TASK DETAILS: Return all the entries below exactly as they were given.

SUPPLIED MATERIAL:
----------------

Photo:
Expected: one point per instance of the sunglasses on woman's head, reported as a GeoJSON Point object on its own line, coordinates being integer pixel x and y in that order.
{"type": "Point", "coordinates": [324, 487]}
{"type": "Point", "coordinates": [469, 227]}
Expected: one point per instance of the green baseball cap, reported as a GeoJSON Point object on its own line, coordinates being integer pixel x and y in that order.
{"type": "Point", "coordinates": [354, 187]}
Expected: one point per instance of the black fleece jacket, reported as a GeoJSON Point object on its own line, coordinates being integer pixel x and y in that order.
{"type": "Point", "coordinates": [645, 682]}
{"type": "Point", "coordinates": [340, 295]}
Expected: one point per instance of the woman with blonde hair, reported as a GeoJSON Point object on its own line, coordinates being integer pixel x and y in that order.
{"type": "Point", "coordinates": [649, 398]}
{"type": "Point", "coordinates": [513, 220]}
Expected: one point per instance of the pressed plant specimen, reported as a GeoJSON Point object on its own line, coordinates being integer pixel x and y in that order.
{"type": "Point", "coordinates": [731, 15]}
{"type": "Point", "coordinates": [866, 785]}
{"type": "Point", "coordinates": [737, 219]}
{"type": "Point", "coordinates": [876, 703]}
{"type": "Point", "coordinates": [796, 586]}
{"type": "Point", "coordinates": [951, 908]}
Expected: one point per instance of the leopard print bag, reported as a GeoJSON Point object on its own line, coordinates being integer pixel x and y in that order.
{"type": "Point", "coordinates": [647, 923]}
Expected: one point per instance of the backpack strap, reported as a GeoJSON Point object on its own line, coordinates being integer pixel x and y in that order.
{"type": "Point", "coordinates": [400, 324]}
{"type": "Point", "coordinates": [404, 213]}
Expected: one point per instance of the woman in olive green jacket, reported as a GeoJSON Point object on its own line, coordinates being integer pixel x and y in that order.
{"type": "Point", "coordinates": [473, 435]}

----------------

REPLY TO THE TASK:
Photo:
Expected: one point per instance of the sunglasses on woman's head, reported as a GeoJSON Point object on its own line, coordinates being integer pixel x and y in that order.
{"type": "Point", "coordinates": [324, 487]}
{"type": "Point", "coordinates": [469, 227]}
Expected: one point per instance of the green baseball cap, reported as a GeoJSON Point object on its own line, coordinates being integer pixel x and y in that order.
{"type": "Point", "coordinates": [354, 187]}
Expected: one point per instance of the black fleece jacket, reported as a GeoJSON Point object on its own line, coordinates being integer pixel x and y in that order.
{"type": "Point", "coordinates": [645, 682]}
{"type": "Point", "coordinates": [340, 295]}
Expected: one point per instance of the woman with blonde hair, reported as a GeoJSON Point object on its own line, coordinates being integer pixel x and y in that order.
{"type": "Point", "coordinates": [649, 398]}
{"type": "Point", "coordinates": [513, 220]}
Expected: one point per instance of the pressed plant specimen, reported as a GeoJSON Point object on its own line, coordinates being integer pixel x and y in that order.
{"type": "Point", "coordinates": [731, 15]}
{"type": "Point", "coordinates": [866, 785]}
{"type": "Point", "coordinates": [737, 219]}
{"type": "Point", "coordinates": [876, 703]}
{"type": "Point", "coordinates": [796, 586]}
{"type": "Point", "coordinates": [951, 908]}
Expected: one point per instance of the leopard print bag, reported as a GeoJSON Point object on its own line, coordinates being integer pixel x and y in that order.
{"type": "Point", "coordinates": [647, 923]}
Expected: one point per instance of the backpack strap, reported as a GeoJSON Point object on its own line, coordinates being integer pixel x and y in that order.
{"type": "Point", "coordinates": [400, 324]}
{"type": "Point", "coordinates": [404, 213]}
Expected: one point per instance of the woman in olive green jacket, reported as a GeoJSON Point object on its own line, coordinates being integer pixel x and y in that order.
{"type": "Point", "coordinates": [473, 435]}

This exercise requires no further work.